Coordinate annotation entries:

— start —

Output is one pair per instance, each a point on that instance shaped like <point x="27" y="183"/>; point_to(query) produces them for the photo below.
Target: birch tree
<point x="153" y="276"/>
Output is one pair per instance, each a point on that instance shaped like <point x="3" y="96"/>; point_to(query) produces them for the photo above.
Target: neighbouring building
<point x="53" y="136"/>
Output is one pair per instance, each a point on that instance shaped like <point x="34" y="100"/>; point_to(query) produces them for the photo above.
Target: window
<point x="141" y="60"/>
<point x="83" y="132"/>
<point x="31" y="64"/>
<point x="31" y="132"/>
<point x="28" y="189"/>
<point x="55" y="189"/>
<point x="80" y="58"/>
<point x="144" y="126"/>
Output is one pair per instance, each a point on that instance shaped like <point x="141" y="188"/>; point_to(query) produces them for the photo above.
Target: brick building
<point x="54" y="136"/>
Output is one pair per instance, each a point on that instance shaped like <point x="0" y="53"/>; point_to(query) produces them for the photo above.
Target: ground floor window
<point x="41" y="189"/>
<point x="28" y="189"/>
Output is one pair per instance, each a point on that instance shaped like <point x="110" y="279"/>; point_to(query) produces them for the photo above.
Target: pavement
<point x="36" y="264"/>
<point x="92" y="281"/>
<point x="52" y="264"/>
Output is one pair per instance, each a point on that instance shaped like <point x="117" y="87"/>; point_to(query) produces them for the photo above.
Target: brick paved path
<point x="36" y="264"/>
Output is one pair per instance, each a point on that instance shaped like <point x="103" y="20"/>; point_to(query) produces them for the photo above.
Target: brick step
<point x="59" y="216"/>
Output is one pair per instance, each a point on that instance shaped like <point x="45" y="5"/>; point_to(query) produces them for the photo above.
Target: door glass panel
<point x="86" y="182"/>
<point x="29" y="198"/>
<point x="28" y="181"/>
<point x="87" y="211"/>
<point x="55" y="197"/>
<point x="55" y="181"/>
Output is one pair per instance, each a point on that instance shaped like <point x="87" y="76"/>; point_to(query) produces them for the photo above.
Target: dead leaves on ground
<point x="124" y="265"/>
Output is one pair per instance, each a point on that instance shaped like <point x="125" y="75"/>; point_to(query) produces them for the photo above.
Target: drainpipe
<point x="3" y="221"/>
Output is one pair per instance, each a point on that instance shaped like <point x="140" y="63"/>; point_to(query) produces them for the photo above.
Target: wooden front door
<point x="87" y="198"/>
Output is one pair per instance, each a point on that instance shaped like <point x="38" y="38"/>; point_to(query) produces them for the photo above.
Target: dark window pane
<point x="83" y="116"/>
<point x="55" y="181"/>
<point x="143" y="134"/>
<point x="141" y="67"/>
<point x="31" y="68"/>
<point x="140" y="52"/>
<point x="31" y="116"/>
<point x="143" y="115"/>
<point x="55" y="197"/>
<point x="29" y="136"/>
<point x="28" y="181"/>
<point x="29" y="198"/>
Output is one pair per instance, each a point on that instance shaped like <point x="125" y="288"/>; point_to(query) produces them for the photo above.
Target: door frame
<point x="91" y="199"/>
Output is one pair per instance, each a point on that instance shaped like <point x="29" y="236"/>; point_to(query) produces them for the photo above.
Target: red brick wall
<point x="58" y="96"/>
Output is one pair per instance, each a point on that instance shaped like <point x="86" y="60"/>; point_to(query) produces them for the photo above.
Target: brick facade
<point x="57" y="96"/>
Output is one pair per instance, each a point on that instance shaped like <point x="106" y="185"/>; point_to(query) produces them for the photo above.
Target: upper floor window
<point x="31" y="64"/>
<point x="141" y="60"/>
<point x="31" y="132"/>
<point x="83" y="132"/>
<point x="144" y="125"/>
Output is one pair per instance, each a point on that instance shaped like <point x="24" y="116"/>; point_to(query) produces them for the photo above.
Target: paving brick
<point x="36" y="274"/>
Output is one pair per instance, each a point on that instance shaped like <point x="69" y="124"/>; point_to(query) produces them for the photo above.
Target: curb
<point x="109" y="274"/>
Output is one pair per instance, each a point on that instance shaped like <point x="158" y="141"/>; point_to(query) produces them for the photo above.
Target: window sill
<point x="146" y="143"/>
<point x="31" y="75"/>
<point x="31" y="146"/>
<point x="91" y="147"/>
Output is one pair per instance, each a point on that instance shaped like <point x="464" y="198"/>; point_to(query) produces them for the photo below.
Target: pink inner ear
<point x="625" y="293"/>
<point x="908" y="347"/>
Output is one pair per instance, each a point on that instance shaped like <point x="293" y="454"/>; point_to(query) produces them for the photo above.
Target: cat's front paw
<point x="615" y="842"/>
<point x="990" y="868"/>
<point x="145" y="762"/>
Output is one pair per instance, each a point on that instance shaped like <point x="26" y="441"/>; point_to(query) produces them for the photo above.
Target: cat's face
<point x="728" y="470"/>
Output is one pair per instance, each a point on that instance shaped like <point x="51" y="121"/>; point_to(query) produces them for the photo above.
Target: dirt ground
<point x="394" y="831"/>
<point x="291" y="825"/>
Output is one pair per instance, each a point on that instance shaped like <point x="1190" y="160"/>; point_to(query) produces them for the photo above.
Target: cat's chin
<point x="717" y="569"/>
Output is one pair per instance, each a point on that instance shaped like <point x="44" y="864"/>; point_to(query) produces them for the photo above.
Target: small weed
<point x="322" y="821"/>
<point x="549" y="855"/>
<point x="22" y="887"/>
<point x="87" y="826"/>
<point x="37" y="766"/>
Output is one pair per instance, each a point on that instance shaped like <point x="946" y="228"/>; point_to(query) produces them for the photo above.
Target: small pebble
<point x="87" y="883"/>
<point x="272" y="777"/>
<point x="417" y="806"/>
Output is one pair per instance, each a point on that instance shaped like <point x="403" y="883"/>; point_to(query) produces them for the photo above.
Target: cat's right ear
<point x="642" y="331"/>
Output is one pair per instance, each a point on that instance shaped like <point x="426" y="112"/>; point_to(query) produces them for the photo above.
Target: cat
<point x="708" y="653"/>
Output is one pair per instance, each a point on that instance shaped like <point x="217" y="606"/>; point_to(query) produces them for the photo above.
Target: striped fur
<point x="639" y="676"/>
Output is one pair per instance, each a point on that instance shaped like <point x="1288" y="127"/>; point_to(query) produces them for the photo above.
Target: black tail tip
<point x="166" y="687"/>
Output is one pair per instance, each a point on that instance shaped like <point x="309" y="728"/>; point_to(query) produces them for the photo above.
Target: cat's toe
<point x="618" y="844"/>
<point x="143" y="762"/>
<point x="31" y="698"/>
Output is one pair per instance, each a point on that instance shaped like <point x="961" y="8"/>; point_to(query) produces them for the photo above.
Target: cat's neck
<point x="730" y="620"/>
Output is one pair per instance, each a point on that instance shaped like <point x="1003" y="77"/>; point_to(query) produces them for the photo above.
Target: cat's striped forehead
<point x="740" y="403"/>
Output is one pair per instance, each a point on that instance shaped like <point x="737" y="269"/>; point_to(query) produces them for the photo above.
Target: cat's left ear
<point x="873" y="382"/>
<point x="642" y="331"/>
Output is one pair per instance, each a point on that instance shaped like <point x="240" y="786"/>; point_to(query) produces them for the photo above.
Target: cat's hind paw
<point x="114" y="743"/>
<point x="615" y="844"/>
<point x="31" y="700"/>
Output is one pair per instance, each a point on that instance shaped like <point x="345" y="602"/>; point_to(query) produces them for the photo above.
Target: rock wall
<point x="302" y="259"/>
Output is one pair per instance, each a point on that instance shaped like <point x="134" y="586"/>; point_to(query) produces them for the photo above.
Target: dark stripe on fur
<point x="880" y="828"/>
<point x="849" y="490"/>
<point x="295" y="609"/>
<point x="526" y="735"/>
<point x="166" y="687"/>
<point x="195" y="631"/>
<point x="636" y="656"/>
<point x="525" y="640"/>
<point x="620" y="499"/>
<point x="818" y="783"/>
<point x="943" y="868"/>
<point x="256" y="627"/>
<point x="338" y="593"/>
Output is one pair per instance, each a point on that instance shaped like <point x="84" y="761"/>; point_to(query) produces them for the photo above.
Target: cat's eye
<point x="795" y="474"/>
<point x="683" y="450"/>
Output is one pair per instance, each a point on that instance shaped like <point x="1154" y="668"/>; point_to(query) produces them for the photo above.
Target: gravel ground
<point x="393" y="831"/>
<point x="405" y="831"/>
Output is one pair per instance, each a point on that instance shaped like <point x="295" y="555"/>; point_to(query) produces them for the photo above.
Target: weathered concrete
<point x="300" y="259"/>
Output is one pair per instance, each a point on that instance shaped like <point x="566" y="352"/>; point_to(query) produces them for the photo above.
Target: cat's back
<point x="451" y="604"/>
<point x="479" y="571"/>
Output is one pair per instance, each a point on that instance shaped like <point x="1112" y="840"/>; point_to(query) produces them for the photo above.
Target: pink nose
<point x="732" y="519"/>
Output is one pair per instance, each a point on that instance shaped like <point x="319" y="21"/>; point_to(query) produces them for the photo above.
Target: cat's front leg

— end —

◆ Directions for this task ◆
Gather every line of the material that contains the word "dark" and list those lines.

◆ The solution ◆
Target: dark window pane
Target: dark stripe on fur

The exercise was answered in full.